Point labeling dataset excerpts

--- Begin ---

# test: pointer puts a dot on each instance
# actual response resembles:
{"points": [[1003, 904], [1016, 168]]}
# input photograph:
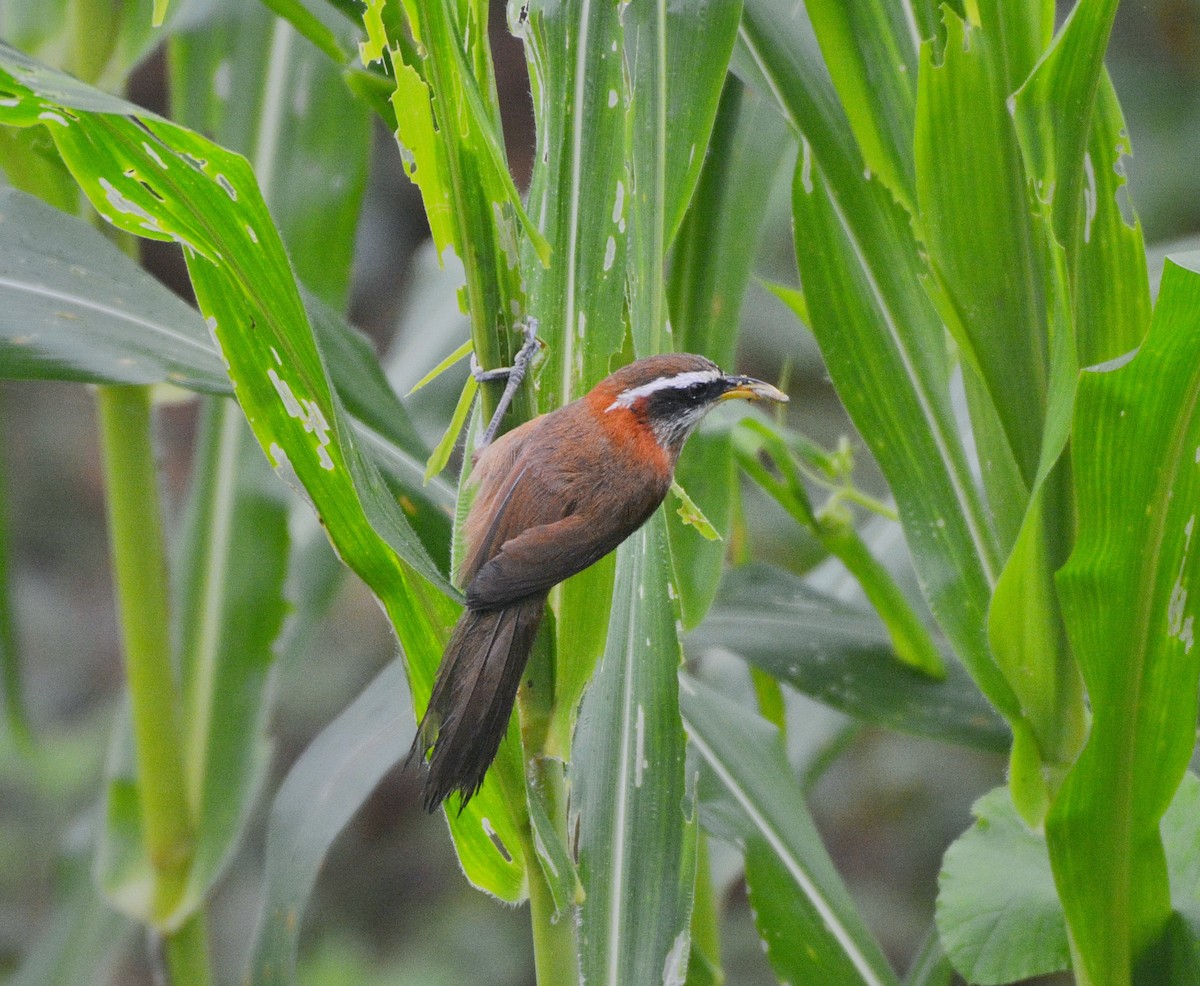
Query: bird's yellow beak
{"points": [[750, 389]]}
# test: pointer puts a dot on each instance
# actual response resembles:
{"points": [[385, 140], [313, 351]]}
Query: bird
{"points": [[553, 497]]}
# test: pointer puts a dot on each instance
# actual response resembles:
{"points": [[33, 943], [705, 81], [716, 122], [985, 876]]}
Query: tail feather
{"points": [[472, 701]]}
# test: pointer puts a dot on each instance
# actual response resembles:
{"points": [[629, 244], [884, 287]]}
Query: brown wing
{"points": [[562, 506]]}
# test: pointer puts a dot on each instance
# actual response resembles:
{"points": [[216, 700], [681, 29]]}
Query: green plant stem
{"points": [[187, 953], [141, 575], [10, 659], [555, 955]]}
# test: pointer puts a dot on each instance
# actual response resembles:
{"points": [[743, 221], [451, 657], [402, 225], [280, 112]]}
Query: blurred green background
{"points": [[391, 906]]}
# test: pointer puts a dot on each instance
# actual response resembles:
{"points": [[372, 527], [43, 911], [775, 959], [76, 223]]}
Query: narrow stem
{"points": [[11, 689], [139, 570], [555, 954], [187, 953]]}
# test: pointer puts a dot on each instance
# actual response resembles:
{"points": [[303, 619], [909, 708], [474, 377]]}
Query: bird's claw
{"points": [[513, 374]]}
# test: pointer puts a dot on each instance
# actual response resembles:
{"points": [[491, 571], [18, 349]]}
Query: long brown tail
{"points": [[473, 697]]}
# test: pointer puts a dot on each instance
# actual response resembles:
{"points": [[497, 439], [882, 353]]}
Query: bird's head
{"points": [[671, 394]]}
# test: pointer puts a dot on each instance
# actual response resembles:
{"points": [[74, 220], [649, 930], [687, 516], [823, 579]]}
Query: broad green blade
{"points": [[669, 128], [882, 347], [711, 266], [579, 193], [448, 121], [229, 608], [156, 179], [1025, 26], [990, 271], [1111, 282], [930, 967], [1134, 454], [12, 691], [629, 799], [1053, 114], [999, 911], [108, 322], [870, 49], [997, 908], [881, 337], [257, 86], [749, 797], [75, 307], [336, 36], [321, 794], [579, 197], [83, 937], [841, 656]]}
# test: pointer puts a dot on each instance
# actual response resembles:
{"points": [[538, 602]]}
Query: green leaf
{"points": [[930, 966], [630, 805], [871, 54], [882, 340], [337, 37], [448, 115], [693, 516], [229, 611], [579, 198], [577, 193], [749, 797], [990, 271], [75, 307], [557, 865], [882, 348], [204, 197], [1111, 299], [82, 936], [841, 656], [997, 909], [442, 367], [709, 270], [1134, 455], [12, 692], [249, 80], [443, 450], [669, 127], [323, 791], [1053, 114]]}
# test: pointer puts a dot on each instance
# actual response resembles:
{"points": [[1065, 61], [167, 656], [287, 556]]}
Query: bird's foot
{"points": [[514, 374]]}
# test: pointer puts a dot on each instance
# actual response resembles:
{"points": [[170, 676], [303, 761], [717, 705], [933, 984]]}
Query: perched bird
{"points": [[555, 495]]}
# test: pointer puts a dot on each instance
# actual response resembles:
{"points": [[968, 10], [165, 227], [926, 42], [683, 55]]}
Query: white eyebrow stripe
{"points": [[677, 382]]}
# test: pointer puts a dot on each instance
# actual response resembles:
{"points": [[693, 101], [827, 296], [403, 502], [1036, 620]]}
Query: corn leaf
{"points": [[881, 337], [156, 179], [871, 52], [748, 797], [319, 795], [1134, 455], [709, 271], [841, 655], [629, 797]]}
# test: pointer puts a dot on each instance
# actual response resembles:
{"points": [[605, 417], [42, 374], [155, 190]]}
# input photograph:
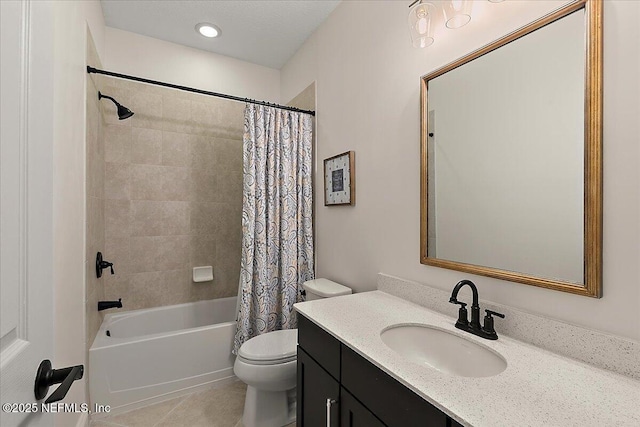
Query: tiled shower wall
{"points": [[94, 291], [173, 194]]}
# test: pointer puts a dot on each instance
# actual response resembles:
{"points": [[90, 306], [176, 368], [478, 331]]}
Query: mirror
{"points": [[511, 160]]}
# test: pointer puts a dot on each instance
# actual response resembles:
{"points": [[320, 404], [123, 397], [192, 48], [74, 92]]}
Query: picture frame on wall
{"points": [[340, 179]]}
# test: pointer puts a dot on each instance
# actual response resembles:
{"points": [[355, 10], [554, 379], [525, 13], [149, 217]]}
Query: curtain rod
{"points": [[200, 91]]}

--- End ---

**Exercise brief**
Transcribe the records above verbatim. Do not carry over any picture.

**Solution to this exercise**
# test: pointer puts a dot on each instance
# actual response resembles:
{"points": [[1003, 904], [1016, 168]]}
# input photograph:
Query: bird's yellow beak
{"points": [[750, 389]]}
# test: pointer puts a dot on each instance
# actual response resembles:
{"points": [[385, 140], [313, 351]]}
Query: bird
{"points": [[553, 497]]}
# test: pointer puts a dot on each instance
# actual response resembles:
{"points": [[33, 943], [705, 81], [716, 122], [985, 876]]}
Query: tail feather
{"points": [[472, 701]]}
# test: pointer puts a dot on each instance
# actual response resembles:
{"points": [[629, 244], [884, 287]]}
Query: brown wing
{"points": [[562, 506]]}
# test: pointer puts a dot on each instance
# actual response resembles:
{"points": [[216, 700], [681, 29]]}
Query: green plant stem
{"points": [[187, 953], [141, 575], [10, 659], [555, 955]]}
# test: pointer puts a dot on each instance
# actual response resembles:
{"points": [[743, 221], [451, 657], [402, 225], [280, 112]]}
Query: blurred green background
{"points": [[391, 906]]}
# test: pointer puts a dot on each instance
# actual response resembles:
{"points": [[372, 527], [43, 911], [775, 959], [76, 223]]}
Query: narrow stem
{"points": [[11, 689], [139, 570], [555, 954], [187, 953]]}
# test: pointer puts a dot on each instance
# actual response resembles:
{"points": [[303, 619], [909, 708], [474, 377]]}
Query: bird's claw
{"points": [[513, 374]]}
# test: pointer puts a dot on each instance
# actual response resembles:
{"points": [[491, 571], [18, 349]]}
Query: long brown tail
{"points": [[473, 697]]}
# test: pointer puts a dot on each instance
# actual response resembles:
{"points": [[497, 439], [882, 353]]}
Query: bird's head
{"points": [[671, 394]]}
# test: pointer puts a dot on each instance
# actual response resembles:
{"points": [[74, 220], [649, 930], [687, 516], [823, 579]]}
Query: broad green blade
{"points": [[669, 128], [882, 347], [711, 266], [579, 193], [448, 121], [229, 608], [156, 179], [1025, 26], [990, 271], [1111, 282], [930, 967], [1134, 454], [12, 691], [629, 799], [1053, 114], [999, 911], [108, 322], [870, 49], [997, 908], [881, 337], [257, 86], [749, 797], [75, 307], [336, 36], [321, 794], [579, 197], [83, 937], [841, 656]]}
# test: pointer puts a dot on each instance
# actual response resembles:
{"points": [[538, 602]]}
Query: green leaf
{"points": [[930, 966], [630, 805], [871, 54], [882, 340], [337, 37], [448, 115], [693, 516], [229, 611], [579, 198], [577, 193], [749, 797], [990, 271], [75, 307], [557, 865], [882, 348], [204, 197], [1111, 299], [82, 936], [841, 656], [997, 909], [442, 367], [709, 270], [1134, 455], [12, 692], [249, 80], [443, 450], [669, 127], [323, 791], [1053, 114]]}
# test: pointer puts a dot on each instance
# actual response resembles:
{"points": [[1065, 61], [167, 656], [287, 556]]}
Query: bird's foot
{"points": [[514, 374]]}
# test: pointer puts a dot on each instance
# actual response resembles:
{"points": [[170, 676], [303, 761], [717, 705], [933, 984]]}
Query: perched bird
{"points": [[555, 495]]}
# test: pointer puts a dot on each instance
# actual response resembles:
{"points": [[968, 10], [165, 227], [926, 42], [683, 55]]}
Query: white eyebrow stripe
{"points": [[677, 382]]}
# test: pointer puts a dot on each instance
# actual response resembles:
{"points": [[693, 101], [827, 296], [403, 502], [1036, 620]]}
Query: corn leaf
{"points": [[881, 337], [156, 179], [871, 52], [748, 797], [319, 795], [1134, 455], [709, 271], [841, 655], [629, 797]]}
# test: pointer puts a dot on each instance
# actual response resembles:
{"points": [[605, 417], [42, 374], [155, 190]]}
# input photograph:
Query: tiled shower wall
{"points": [[94, 291], [173, 194]]}
# test: pointer puts a dot on each instance
# actual response resembles:
{"points": [[90, 306], [176, 368], [478, 331]]}
Query: mirror
{"points": [[511, 160]]}
# test: pointer puts a dot on each instance
# actual response resembles:
{"points": [[320, 404], [123, 397], [192, 48], [74, 92]]}
Query: picture frame on wall
{"points": [[340, 179]]}
# test: pointer puts a dot on each instance
# actual response resembles:
{"points": [[355, 10], [554, 379], [525, 13], [149, 217]]}
Query: curtain rod
{"points": [[200, 91]]}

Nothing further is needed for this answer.